⟨
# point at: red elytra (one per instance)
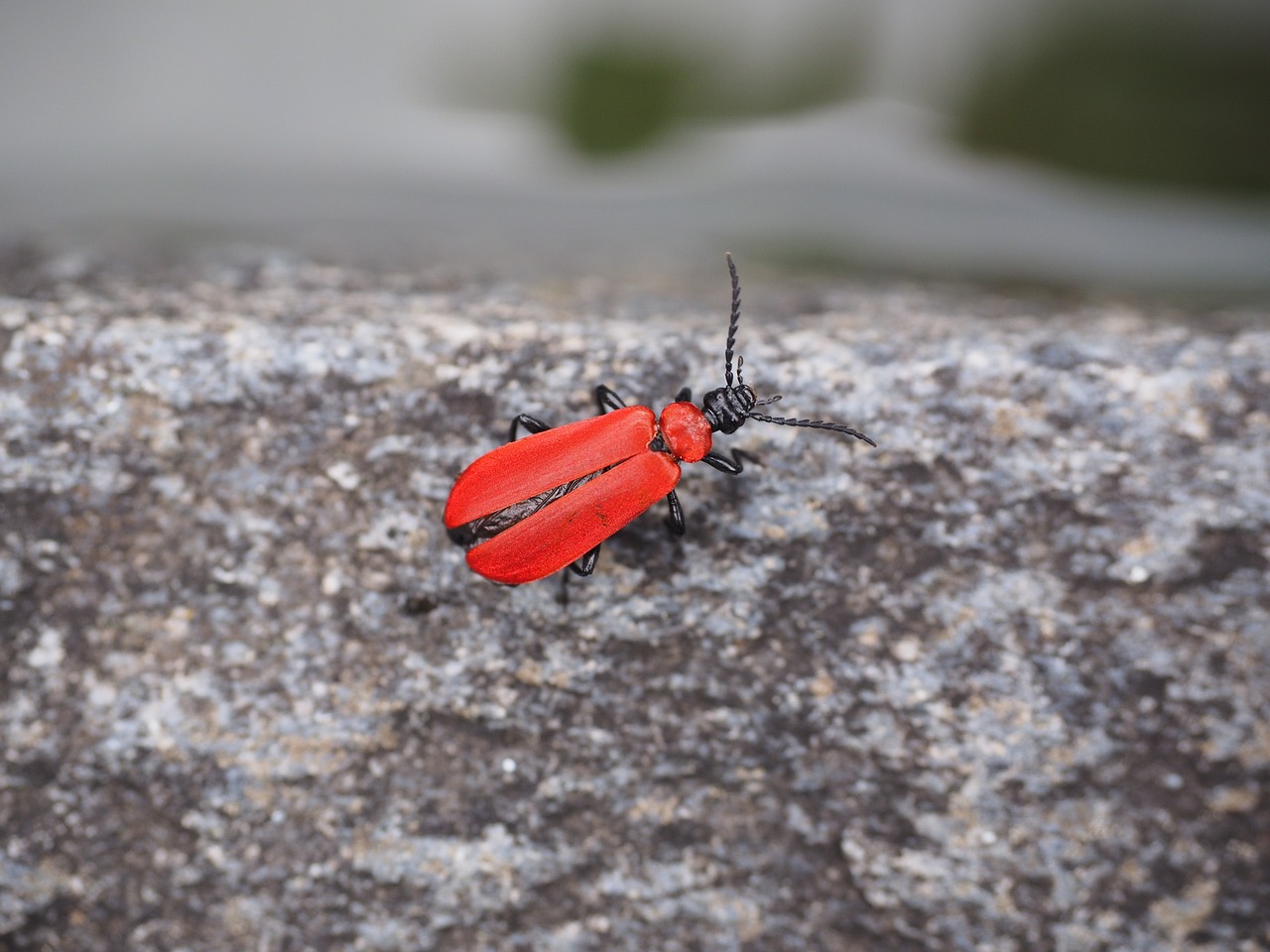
(549, 502)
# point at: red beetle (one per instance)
(536, 506)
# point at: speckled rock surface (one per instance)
(1002, 683)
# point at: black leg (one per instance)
(731, 466)
(607, 399)
(532, 424)
(585, 565)
(675, 521)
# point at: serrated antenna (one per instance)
(734, 321)
(812, 425)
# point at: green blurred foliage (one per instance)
(619, 94)
(1157, 94)
(615, 100)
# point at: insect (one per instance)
(540, 504)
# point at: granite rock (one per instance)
(1002, 683)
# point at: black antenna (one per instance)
(812, 425)
(735, 318)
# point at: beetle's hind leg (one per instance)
(734, 465)
(531, 424)
(675, 521)
(585, 565)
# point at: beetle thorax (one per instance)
(726, 408)
(685, 430)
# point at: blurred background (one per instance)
(1112, 145)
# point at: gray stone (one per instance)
(1002, 683)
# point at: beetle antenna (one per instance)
(734, 321)
(812, 425)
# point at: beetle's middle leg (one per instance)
(675, 520)
(531, 424)
(607, 399)
(733, 465)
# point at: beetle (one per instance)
(548, 502)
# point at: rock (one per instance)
(1001, 683)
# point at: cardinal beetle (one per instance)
(536, 506)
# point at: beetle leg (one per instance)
(587, 563)
(731, 466)
(532, 424)
(607, 399)
(675, 521)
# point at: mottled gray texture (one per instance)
(1002, 683)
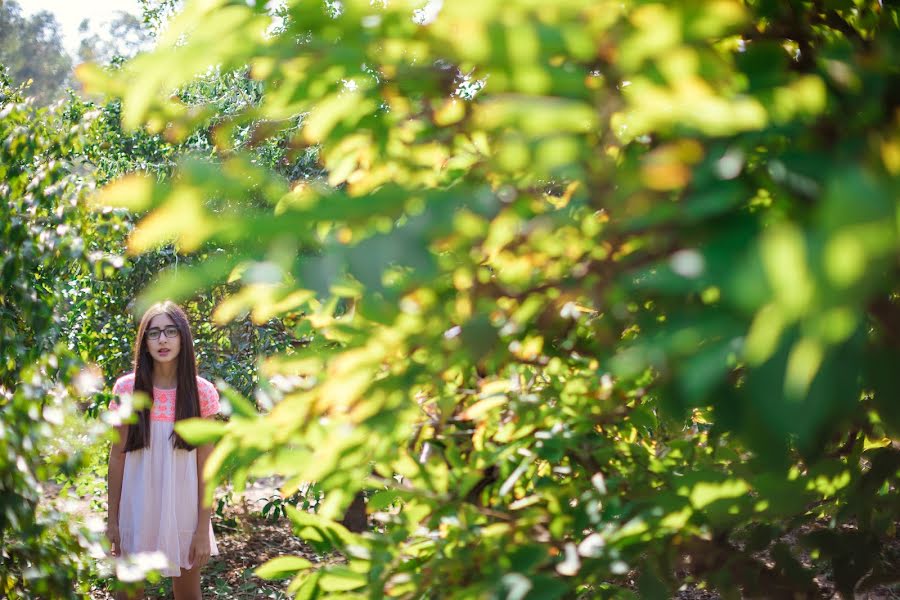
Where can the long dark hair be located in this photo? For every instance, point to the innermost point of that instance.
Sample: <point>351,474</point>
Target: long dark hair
<point>187,396</point>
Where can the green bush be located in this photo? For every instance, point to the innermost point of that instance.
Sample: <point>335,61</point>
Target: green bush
<point>618,285</point>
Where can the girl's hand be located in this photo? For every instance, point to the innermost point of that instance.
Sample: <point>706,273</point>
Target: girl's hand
<point>112,534</point>
<point>199,553</point>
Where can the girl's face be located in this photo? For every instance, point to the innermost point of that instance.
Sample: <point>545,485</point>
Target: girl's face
<point>167,344</point>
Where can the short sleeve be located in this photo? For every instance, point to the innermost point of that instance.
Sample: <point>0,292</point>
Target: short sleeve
<point>209,398</point>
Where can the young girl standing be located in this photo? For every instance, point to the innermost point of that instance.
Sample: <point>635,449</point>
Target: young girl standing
<point>155,477</point>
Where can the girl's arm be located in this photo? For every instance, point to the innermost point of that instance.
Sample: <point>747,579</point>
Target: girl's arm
<point>114,486</point>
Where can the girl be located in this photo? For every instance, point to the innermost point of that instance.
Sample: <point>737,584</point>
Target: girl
<point>155,477</point>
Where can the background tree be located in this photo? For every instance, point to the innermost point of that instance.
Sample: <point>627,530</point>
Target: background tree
<point>623,285</point>
<point>32,49</point>
<point>623,282</point>
<point>121,37</point>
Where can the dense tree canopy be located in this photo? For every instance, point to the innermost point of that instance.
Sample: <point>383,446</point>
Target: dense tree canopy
<point>623,277</point>
<point>32,49</point>
<point>589,298</point>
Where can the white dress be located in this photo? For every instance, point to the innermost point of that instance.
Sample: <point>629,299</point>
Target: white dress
<point>159,501</point>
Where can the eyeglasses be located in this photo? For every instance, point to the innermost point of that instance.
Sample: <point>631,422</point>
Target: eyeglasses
<point>170,332</point>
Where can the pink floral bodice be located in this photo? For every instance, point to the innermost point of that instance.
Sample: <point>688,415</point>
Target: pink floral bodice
<point>163,408</point>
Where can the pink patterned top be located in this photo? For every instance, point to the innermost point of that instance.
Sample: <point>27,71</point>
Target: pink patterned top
<point>163,408</point>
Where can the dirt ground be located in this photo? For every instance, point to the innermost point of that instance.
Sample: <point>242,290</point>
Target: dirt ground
<point>247,539</point>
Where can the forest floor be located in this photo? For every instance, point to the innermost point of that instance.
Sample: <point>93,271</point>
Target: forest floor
<point>246,539</point>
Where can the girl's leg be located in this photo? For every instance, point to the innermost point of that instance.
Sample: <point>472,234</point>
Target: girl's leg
<point>187,587</point>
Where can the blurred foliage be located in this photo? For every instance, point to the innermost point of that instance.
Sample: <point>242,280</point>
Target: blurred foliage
<point>32,50</point>
<point>119,38</point>
<point>43,225</point>
<point>595,292</point>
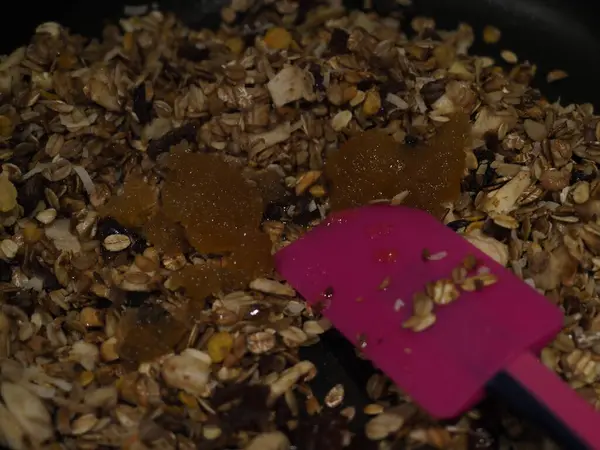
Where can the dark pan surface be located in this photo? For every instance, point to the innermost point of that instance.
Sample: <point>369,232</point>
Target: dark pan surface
<point>554,34</point>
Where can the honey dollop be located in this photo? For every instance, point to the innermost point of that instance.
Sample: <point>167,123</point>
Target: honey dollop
<point>135,206</point>
<point>372,166</point>
<point>207,205</point>
<point>213,202</point>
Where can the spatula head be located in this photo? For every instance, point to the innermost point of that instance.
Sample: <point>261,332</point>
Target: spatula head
<point>362,264</point>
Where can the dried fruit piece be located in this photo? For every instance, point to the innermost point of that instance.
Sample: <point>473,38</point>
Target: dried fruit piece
<point>278,38</point>
<point>556,75</point>
<point>8,194</point>
<point>6,126</point>
<point>491,34</point>
<point>219,345</point>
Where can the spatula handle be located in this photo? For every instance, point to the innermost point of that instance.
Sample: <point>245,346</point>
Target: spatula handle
<point>546,400</point>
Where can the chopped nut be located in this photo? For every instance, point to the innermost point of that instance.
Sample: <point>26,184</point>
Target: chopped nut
<point>289,85</point>
<point>478,282</point>
<point>372,103</point>
<point>383,425</point>
<point>306,180</point>
<point>91,317</point>
<point>341,120</point>
<point>422,304</point>
<point>46,216</point>
<point>261,342</point>
<point>335,396</point>
<point>108,350</point>
<point>188,371</point>
<point>535,130</point>
<point>219,345</point>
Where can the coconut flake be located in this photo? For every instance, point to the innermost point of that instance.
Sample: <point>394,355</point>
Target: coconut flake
<point>88,184</point>
<point>60,233</point>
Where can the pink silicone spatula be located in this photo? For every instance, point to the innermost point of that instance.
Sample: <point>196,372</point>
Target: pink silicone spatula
<point>363,267</point>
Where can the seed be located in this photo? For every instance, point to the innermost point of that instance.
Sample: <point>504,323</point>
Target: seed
<point>335,396</point>
<point>385,283</point>
<point>211,432</point>
<point>422,304</point>
<point>340,120</point>
<point>509,57</point>
<point>46,216</point>
<point>6,126</point>
<point>491,35</point>
<point>9,248</point>
<point>470,262</point>
<point>219,345</point>
<point>83,424</point>
<point>116,242</point>
<point>372,103</point>
<point>91,317</point>
<point>260,342</point>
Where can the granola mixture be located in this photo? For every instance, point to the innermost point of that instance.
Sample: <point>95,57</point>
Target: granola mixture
<point>133,314</point>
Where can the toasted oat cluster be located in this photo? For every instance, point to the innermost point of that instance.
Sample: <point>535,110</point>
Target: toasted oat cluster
<point>148,176</point>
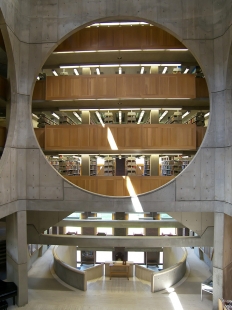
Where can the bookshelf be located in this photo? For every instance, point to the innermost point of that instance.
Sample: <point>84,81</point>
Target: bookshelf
<point>93,166</point>
<point>147,166</point>
<point>108,166</point>
<point>130,166</point>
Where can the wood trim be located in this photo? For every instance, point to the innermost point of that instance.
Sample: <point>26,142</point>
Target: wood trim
<point>118,186</point>
<point>200,132</point>
<point>40,135</point>
<point>2,136</point>
<point>3,87</point>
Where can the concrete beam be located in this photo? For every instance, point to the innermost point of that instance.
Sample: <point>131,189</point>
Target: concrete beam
<point>121,224</point>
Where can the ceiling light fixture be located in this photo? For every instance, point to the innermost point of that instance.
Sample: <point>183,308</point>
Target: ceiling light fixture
<point>77,116</point>
<point>165,70</point>
<point>54,72</point>
<point>140,117</point>
<point>162,116</point>
<point>99,118</point>
<point>120,117</point>
<point>55,115</point>
<point>75,71</point>
<point>185,114</point>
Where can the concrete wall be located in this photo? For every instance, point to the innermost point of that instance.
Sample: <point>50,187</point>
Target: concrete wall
<point>32,29</point>
<point>170,276</point>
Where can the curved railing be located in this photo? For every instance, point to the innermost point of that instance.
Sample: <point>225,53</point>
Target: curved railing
<point>74,277</point>
<point>169,276</point>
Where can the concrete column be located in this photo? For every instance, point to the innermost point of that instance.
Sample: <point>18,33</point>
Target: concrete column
<point>222,263</point>
<point>152,257</point>
<point>154,117</point>
<point>154,165</point>
<point>119,231</point>
<point>16,248</point>
<point>55,230</point>
<point>85,115</point>
<point>85,162</point>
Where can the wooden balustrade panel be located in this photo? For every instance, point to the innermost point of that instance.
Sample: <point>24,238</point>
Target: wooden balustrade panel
<point>119,186</point>
<point>201,88</point>
<point>169,137</point>
<point>121,86</point>
<point>123,137</point>
<point>39,90</point>
<point>114,38</point>
<point>2,136</point>
<point>3,87</point>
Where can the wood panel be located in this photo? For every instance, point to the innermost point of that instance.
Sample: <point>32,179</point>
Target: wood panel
<point>114,38</point>
<point>121,86</point>
<point>39,90</point>
<point>3,87</point>
<point>40,135</point>
<point>119,186</point>
<point>201,88</point>
<point>200,132</point>
<point>2,136</point>
<point>124,137</point>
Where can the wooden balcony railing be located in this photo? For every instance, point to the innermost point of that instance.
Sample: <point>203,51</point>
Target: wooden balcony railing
<point>119,186</point>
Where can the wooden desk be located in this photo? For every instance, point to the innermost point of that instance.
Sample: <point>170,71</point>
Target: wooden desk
<point>119,269</point>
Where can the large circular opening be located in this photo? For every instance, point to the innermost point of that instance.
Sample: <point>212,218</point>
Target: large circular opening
<point>124,107</point>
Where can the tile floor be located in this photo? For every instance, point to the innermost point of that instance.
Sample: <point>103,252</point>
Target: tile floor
<point>46,293</point>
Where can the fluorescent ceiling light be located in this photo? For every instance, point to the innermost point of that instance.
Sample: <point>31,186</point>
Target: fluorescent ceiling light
<point>55,115</point>
<point>108,66</point>
<point>68,110</point>
<point>120,117</point>
<point>35,116</point>
<point>99,118</point>
<point>89,66</point>
<point>185,114</point>
<point>136,109</point>
<point>69,67</point>
<point>162,116</point>
<point>54,72</point>
<point>109,109</point>
<point>170,65</point>
<point>165,70</point>
<point>140,117</point>
<point>77,116</point>
<point>130,65</point>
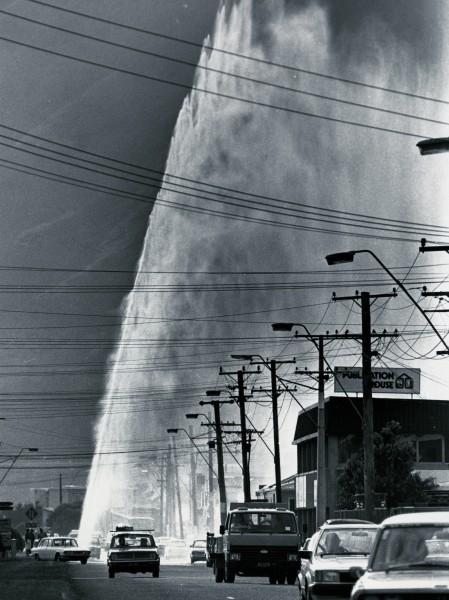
⟩
TASK DIRECTIONS: Scale the records from the line that contains "Where can the pink patterned" through the line that contains "<point>595,292</point>", writing every line again with the requests included. Multiply each point coordinate in the answers by 1.8 and round to whole numbers with halves going up, but leave the requests and their sample points unchanged.

EXERCISE ANSWER:
Where can the pink patterned top be located in this photo? For every instance, point to the innermost point of that instance.
Sample: <point>27,71</point>
Target: pink patterned top
<point>293,734</point>
Where can the dirt ground be located in this photo? For every instance, point to the innermost point of that instance.
Sample: <point>242,290</point>
Target: dirt ground
<point>445,970</point>
Where can the forest floor be located in this photo? For every instance, point to the innermost point of that instance.
Sample: <point>93,271</point>
Target: forest floor
<point>443,970</point>
Where can the girl's leg be located in this photo? For every instance, point to the innermost point of that instance.
Sample: <point>472,234</point>
Target: girl's leg
<point>337,1057</point>
Where can the blurred foliage be located in this photo? For every instance, point to the innermost point of that instance.
Sample: <point>242,280</point>
Target: blurred foliage
<point>58,90</point>
<point>214,68</point>
<point>77,405</point>
<point>1071,526</point>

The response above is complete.